Stated exercise - Copy out the rows verbatim, starting with the line that contains "Flashcard task. Put a dot on each instance of the toyota" and going on through the line that contains "x=170 y=157", both included. Give only those lines.
━━ Exercise material ━━
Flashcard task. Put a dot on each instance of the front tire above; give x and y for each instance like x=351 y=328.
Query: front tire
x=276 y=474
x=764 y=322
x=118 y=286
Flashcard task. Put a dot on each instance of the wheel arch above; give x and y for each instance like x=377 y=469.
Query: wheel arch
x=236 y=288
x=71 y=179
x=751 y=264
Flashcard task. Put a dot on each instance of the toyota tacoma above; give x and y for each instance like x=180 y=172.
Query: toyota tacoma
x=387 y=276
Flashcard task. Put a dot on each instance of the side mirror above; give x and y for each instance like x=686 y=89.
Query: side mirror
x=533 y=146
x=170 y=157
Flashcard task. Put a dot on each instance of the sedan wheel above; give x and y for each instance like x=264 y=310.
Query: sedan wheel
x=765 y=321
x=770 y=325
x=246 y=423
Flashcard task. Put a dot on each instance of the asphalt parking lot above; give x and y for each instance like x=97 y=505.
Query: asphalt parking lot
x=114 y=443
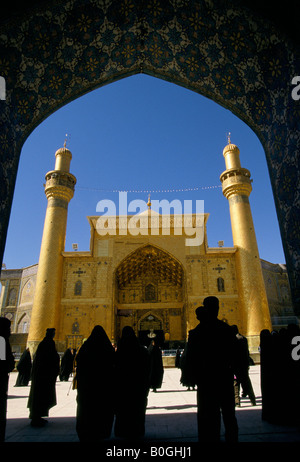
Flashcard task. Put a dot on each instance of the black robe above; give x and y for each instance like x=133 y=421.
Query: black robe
x=132 y=386
x=6 y=366
x=156 y=367
x=94 y=383
x=24 y=368
x=45 y=369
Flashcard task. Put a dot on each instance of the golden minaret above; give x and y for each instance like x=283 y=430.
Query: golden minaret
x=237 y=186
x=59 y=190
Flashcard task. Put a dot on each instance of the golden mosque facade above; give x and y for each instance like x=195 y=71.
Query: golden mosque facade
x=150 y=279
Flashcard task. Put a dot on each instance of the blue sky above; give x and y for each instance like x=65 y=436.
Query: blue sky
x=139 y=133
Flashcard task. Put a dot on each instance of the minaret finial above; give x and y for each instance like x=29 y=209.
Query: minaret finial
x=66 y=140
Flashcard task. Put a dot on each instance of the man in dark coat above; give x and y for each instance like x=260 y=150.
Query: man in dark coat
x=24 y=368
x=45 y=369
x=156 y=366
x=66 y=365
x=7 y=364
x=210 y=356
x=132 y=385
x=242 y=364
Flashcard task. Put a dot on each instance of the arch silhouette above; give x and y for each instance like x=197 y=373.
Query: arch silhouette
x=52 y=54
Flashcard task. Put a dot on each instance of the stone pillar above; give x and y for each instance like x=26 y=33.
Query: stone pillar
x=59 y=190
x=236 y=184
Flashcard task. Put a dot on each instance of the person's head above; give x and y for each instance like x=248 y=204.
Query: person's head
x=212 y=305
x=200 y=313
x=50 y=333
x=235 y=329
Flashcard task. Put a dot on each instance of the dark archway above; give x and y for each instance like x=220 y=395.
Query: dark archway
x=57 y=51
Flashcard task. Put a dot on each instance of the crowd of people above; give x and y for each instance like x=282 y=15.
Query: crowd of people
x=113 y=382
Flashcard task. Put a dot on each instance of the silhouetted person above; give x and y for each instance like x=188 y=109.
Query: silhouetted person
x=178 y=358
x=45 y=369
x=24 y=368
x=210 y=364
x=132 y=385
x=7 y=364
x=185 y=379
x=241 y=366
x=95 y=381
x=66 y=365
x=156 y=366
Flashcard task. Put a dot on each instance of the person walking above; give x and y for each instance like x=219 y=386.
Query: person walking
x=95 y=363
x=45 y=369
x=241 y=367
x=24 y=367
x=7 y=364
x=66 y=365
x=156 y=366
x=132 y=385
x=210 y=359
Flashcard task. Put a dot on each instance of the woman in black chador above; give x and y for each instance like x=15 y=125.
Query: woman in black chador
x=95 y=380
x=24 y=369
x=156 y=366
x=66 y=365
x=132 y=382
x=45 y=369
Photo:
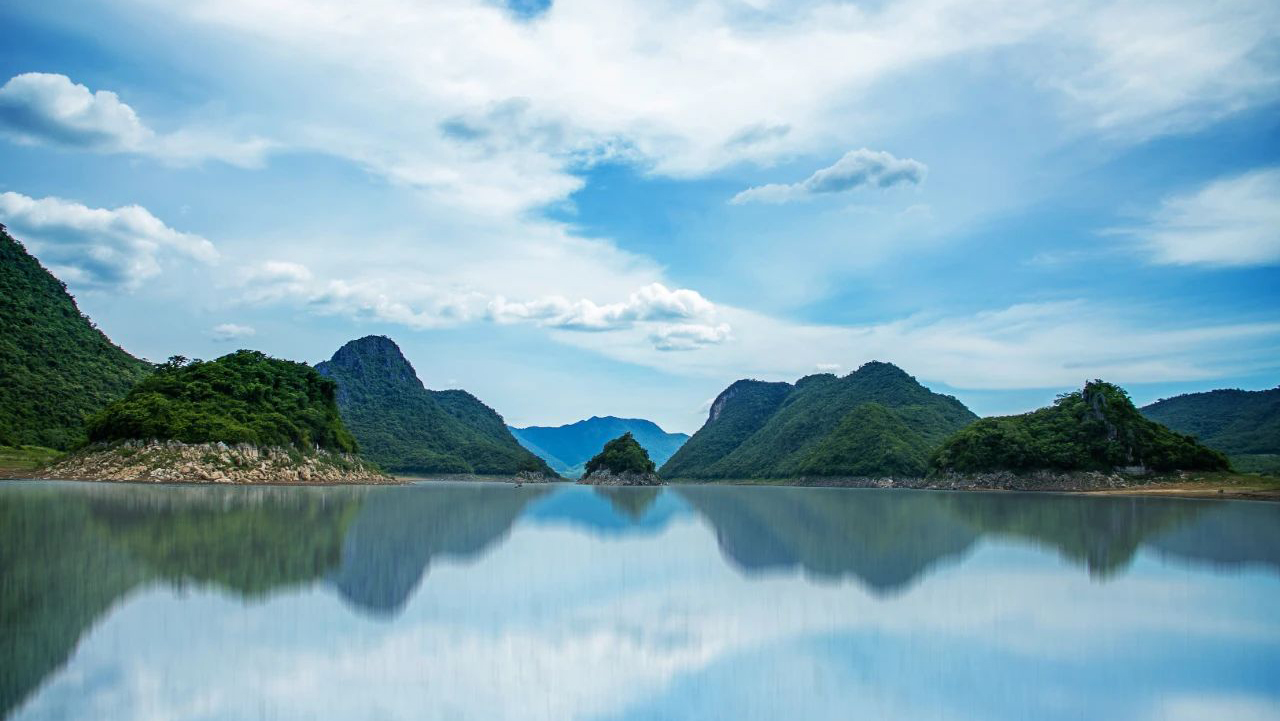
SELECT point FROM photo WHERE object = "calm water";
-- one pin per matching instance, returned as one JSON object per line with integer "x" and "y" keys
━━━
Exercise answer -
Flashcard task. Put a dot on each instance of the toyota tacoma above; give x and y for each instance like x=180 y=172.
Query: toyota tacoma
x=387 y=276
Flashcard task. Put a dot on each instance of the side mirror above; give x and y for each instance like x=686 y=89.
Query: side mirror
x=533 y=146
x=170 y=157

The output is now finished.